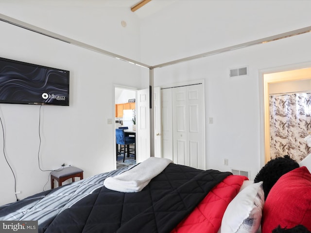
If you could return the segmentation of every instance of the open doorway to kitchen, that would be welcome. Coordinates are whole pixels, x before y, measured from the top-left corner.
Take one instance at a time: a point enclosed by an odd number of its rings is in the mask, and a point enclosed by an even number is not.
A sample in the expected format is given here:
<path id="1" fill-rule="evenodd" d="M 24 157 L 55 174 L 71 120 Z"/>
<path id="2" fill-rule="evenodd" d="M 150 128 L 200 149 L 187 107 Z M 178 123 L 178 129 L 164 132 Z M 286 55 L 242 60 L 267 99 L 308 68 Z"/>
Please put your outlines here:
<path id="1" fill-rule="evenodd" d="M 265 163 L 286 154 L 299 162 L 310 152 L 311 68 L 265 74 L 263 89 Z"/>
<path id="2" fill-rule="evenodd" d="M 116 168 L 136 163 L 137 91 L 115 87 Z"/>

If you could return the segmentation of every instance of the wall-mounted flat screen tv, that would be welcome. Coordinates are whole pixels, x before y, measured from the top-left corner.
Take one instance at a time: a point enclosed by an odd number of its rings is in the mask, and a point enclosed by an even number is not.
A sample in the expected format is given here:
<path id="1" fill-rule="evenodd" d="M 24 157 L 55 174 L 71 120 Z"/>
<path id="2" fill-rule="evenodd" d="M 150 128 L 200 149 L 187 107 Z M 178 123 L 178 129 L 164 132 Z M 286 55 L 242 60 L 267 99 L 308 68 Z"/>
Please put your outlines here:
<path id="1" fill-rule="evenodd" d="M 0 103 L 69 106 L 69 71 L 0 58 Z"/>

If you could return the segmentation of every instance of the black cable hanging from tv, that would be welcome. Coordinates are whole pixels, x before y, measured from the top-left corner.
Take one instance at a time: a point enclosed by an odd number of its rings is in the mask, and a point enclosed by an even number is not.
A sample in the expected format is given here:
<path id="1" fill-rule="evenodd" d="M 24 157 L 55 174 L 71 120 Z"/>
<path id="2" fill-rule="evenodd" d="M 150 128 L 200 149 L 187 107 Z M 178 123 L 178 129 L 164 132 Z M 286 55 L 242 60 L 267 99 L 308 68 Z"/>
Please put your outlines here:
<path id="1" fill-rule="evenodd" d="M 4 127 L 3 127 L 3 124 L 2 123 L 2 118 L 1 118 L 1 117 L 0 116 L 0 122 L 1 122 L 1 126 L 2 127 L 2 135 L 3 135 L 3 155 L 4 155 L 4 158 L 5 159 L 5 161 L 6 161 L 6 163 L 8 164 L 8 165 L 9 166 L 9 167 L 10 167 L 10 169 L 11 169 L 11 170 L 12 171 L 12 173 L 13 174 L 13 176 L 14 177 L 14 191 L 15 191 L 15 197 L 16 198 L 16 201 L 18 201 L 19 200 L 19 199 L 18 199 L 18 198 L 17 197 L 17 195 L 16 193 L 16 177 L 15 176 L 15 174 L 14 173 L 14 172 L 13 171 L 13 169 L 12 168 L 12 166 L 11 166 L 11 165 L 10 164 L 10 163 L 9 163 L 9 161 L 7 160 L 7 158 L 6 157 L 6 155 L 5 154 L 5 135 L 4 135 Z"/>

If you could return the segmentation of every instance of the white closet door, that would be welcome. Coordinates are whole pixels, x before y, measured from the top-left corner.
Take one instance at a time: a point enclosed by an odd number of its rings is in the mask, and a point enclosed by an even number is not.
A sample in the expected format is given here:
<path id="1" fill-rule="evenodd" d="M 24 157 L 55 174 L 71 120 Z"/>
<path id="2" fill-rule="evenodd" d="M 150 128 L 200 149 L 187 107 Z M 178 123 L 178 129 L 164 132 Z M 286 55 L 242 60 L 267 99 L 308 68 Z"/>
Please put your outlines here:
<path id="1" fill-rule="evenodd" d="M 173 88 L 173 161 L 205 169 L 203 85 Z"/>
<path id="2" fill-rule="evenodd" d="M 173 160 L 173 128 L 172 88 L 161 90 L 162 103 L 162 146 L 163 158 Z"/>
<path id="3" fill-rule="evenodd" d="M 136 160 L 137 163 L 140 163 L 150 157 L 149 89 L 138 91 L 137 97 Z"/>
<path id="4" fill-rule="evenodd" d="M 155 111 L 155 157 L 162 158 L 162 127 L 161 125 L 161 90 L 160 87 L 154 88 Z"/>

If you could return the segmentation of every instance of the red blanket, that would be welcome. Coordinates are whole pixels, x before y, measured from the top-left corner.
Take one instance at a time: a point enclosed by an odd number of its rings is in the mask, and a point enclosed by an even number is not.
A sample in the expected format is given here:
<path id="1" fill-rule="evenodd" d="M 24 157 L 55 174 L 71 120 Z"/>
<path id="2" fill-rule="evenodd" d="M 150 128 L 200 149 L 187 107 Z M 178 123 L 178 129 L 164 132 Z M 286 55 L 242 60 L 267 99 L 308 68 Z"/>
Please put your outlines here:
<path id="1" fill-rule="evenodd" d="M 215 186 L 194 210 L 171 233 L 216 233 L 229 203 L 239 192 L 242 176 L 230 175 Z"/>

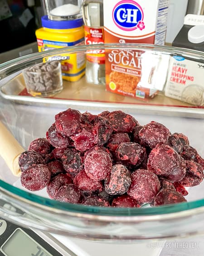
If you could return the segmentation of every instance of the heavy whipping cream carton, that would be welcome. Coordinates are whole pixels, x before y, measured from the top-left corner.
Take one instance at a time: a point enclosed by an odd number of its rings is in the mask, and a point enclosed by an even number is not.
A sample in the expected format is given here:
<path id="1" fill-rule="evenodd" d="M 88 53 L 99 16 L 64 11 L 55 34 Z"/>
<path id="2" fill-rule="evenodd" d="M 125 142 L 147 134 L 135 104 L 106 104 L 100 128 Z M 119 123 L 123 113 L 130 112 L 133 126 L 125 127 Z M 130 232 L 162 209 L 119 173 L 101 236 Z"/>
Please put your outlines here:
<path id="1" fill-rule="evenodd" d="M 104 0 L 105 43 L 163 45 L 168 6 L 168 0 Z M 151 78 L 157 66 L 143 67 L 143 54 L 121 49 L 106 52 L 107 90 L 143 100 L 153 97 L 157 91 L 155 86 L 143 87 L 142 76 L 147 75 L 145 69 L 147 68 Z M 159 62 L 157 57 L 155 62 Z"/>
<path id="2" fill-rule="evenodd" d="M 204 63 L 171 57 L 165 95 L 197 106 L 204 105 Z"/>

-- -- --

[Set exercise] Transcribe each line above verbatim, with the pictures left out.

[Task answer]
If you could return the segmentation of every instance of the open doorway to kitchen, that would be welcome. Coordinates are whole pixels, x before y, measured from the top-left corner.
Take one instance at a time: a point enclosed by an odd number of its rings is in the mask, and a point enclosed by an even number is not.
A sample in the expected format is given here:
<path id="1" fill-rule="evenodd" d="M 24 157 L 55 174 L 71 120 Z"/>
<path id="2" fill-rule="evenodd" d="M 150 128 L 200 149 L 187 107 Z M 178 123 L 178 129 L 164 132 Z M 286 55 L 242 60 L 267 99 L 308 68 Z"/>
Please put your outlines here:
<path id="1" fill-rule="evenodd" d="M 265 163 L 286 154 L 299 162 L 310 152 L 311 68 L 265 74 L 263 89 Z"/>
<path id="2" fill-rule="evenodd" d="M 116 168 L 136 163 L 137 91 L 115 87 Z"/>

If you could return the segmentation of every instance of the wall-mounted flat screen tv, that would be welcome. Coordinates are whole pixels, x before y, measured from the top-left corner.
Take one instance at a time: a point enclosed by an odd number of its rings is in the mask, and a point enclosed by an even number is not.
A sample in the expected format is given here:
<path id="1" fill-rule="evenodd" d="M 24 157 L 55 174 L 71 120 Z"/>
<path id="2" fill-rule="evenodd" d="M 150 128 L 200 149 L 187 107 Z M 178 123 L 178 129 L 164 132 Z M 286 55 L 242 60 L 267 99 L 308 68 Z"/>
Please put your outlines here:
<path id="1" fill-rule="evenodd" d="M 0 103 L 69 106 L 69 71 L 0 58 Z"/>

If you could return the segmentation of every instance of the black cable hanging from tv, that would be welcome. Coordinates are whole pixels, x before y, measured from the top-left corner.
Take one instance at a time: a point enclosed by an odd number of its rings is in the mask, and a point enclosed by an even number is not.
A sample in the expected format is given here:
<path id="1" fill-rule="evenodd" d="M 24 157 L 55 174 L 71 120 Z"/>
<path id="2" fill-rule="evenodd" d="M 150 128 L 200 149 L 187 107 Z M 178 123 L 178 129 L 164 132 Z M 286 55 L 242 60 L 267 99 L 308 68 Z"/>
Please put your outlines here:
<path id="1" fill-rule="evenodd" d="M 4 127 L 3 127 L 3 124 L 2 123 L 2 118 L 1 118 L 1 117 L 0 116 L 0 122 L 1 122 L 1 126 L 2 127 L 2 135 L 3 135 L 3 155 L 4 155 L 4 158 L 5 159 L 5 161 L 6 161 L 6 163 L 8 164 L 8 165 L 9 166 L 9 167 L 10 167 L 10 169 L 11 169 L 11 170 L 12 171 L 12 173 L 13 174 L 13 176 L 14 177 L 14 191 L 15 191 L 15 197 L 16 198 L 16 201 L 18 201 L 19 200 L 19 199 L 18 199 L 18 198 L 17 197 L 17 195 L 16 193 L 16 177 L 15 176 L 15 174 L 14 173 L 14 172 L 13 171 L 13 169 L 12 168 L 12 166 L 11 166 L 11 165 L 10 164 L 10 163 L 9 163 L 9 161 L 7 160 L 7 158 L 6 157 L 6 155 L 5 154 L 5 135 L 4 135 Z"/>

If you could return the segmentation of every instance of the white closet door, that would be welcome. Coordinates are whole pixels, x before y, measured from the top-left corner.
Take one instance at a time: a point enclosed by an odd number of its rings is in the mask, and a point enclosed by an even number is not.
A sample in the expected format is given here:
<path id="1" fill-rule="evenodd" d="M 24 157 L 55 174 L 71 120 Z"/>
<path id="2" fill-rule="evenodd" d="M 150 128 L 200 149 L 187 107 Z M 178 123 L 178 129 L 164 132 Z M 286 55 L 242 60 L 267 99 L 308 68 Z"/>
Please put your outlines here:
<path id="1" fill-rule="evenodd" d="M 173 88 L 173 161 L 205 169 L 203 85 Z"/>
<path id="2" fill-rule="evenodd" d="M 173 160 L 173 128 L 172 88 L 161 90 L 162 103 L 162 146 L 163 158 Z"/>
<path id="3" fill-rule="evenodd" d="M 136 160 L 137 163 L 140 163 L 150 157 L 149 89 L 138 91 L 137 97 Z"/>
<path id="4" fill-rule="evenodd" d="M 155 111 L 155 157 L 162 158 L 162 127 L 161 125 L 161 90 L 160 87 L 154 88 Z"/>

If you could return the segmentation of every instance of the red blanket, that would be welcome. Coordinates are whole pixels, x before y, measured from the top-left corner.
Take one instance at a time: a point enclosed by an odd number of its rings is in the mask, and a point enclosed by an even number is not.
A sample in the expected format is given here:
<path id="1" fill-rule="evenodd" d="M 24 157 L 55 174 L 71 120 Z"/>
<path id="2" fill-rule="evenodd" d="M 150 128 L 200 149 L 187 107 Z M 178 123 L 178 129 L 164 132 Z M 286 55 L 242 60 L 267 99 L 308 68 Z"/>
Please put your outlines here:
<path id="1" fill-rule="evenodd" d="M 215 186 L 194 210 L 171 233 L 216 233 L 229 203 L 239 192 L 242 176 L 230 175 Z"/>

If you could return the segmentation of every instance of the heavy whipping cream carton, that would be welcome. Coordinates are whole pixels, x before y, measured from the top-left corner.
Take one instance at a time: a point enclosed by an odd number of its rings is in the mask, and a point enclosed by an even number is not.
A sample in the expected format is given here:
<path id="1" fill-rule="evenodd" d="M 88 53 L 99 16 L 64 11 L 55 34 Z"/>
<path id="2" fill-rule="evenodd" d="M 125 142 L 147 134 L 135 104 L 106 104 L 100 128 Z M 119 123 L 123 113 L 130 112 L 133 126 L 125 127 Z M 130 232 L 162 209 L 119 173 L 101 236 Z"/>
Please put your outlines here:
<path id="1" fill-rule="evenodd" d="M 104 0 L 105 43 L 163 45 L 168 6 L 168 0 Z M 151 78 L 157 66 L 143 67 L 143 54 L 121 49 L 106 52 L 107 90 L 143 100 L 153 97 L 157 91 L 155 86 L 143 87 L 142 76 L 147 75 L 145 69 L 147 68 Z M 159 62 L 157 57 L 155 62 Z"/>
<path id="2" fill-rule="evenodd" d="M 204 63 L 171 57 L 165 95 L 197 106 L 204 105 Z"/>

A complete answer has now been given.